# [Text excerpt]
- - - -

# Gemini API optimization and inference

The Gemini API offers a variety of optimization mechanisms to help you balance
speed, cost, and reliability based on your specific workload needs.
Whether you're building real-time conversational bots or running heavy offline
data-processing pipelines, choosing the right paradigm can significantly cut
costs or boost performance.

| Feature | Standard | Flex | Priority | Batch | Caching |
|---|---|---|---|---|---|
| **Pricing** | Full Price | 50% discount | 75% to 100% more than standard | 50% discount | 90% discount + Prorated token storage |
| **Latency** | Seconds to minutes | Minutes (1--15 min target) | Seconds | Up to 24 hours | Faster time-to-first-token |
| **Reliability** | High / Medium-high | Best-effort (Sheddable) | High (Non-sheddable) | High (for throughput) | N/A |
| **Interface** | Synchronous | Synchronous | Synchronous | Asynchronous | Saved state |
| **Best use case** | General application workflows | Non-urgent sequential chains | Production, user-facing apps | Massive datasets, offline evals | Recurring queries over same file |

## Inference service tiers (Synchronous)

You can shift between reliability-optimized and cost-optimized synchronous traffic
by passing the `service_tier` parameter in your standard generation calls.

- - - -

# [Extracted data]
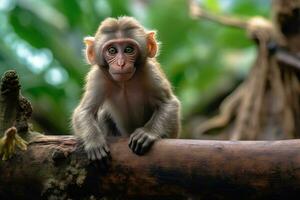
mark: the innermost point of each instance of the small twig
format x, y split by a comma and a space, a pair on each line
288, 58
281, 54
198, 12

- - - -

Continue the Gemini API optimization page from its last sentence. The entries come from a different source than the Gemini API optimization page.

# [Answer]
### Standard inference (Default)

The standard tier is the default option for sequential content generation.
It provides normal response times without extra premiums or heavy queuing.

- **Reliability:** Standard criticality
- **Price:** Standard pricing.
- **Best For:** Most interactive day-to-day applications.

### Priority inference (Latency-optimized)

[Priority](https://ai.google.dev/gemini-api/docs/priority-inference) processing routes your requests
to high-criticality compute queues.
This traffic is strictly non-sheddable (never preempted by other tiers) and
offers the highest reliability. If you exceed dynamic Priority limits,
the system will gracefully downgrade the request to Standard processing instead
of failing with an error.

- **Reliability:** Highest criticality
- **Price:** 75% to 100% over Standard rates.
- **Best for:** Customer chatbots, real-time fraud detection, and business-critical copilots.

### Flex inference (Cost-optimized)

[Flex inference](https://ai.google.dev/gemini-api/docs/flex-inference) offers a 50% discount
compared to standard rates by utilizing
opportunistic, off-peak compute capacity. Requests are processed
synchronously, meaning you don't need to rewrite code to manage batch objects.
Because it is "sheddable" traffic, requests may be preempted if the system
experiences standard traffic spikes.

- **Reliability:** Non-guaranteed, sheddable criticality
- **Price:** 50% of Standard Pricing (billed per token).
- **Best for:** Multi-step agentic workflows where call N+1 depends on the output of call N, background CRM updates, and offline evaluations.

## Batch API (Bulk, asynchronous)

[The Batch API](https://ai.google.dev/gemini-api/docs/batch-api) is designed to process large volumes
of requests asynchronously at
50% of the standard cost. You can submit requests either as in-line dictionaries
or using a JSONL input file (up to 2GB). It processes requests using background
throughput queues with a target turnaround time of 24 hours.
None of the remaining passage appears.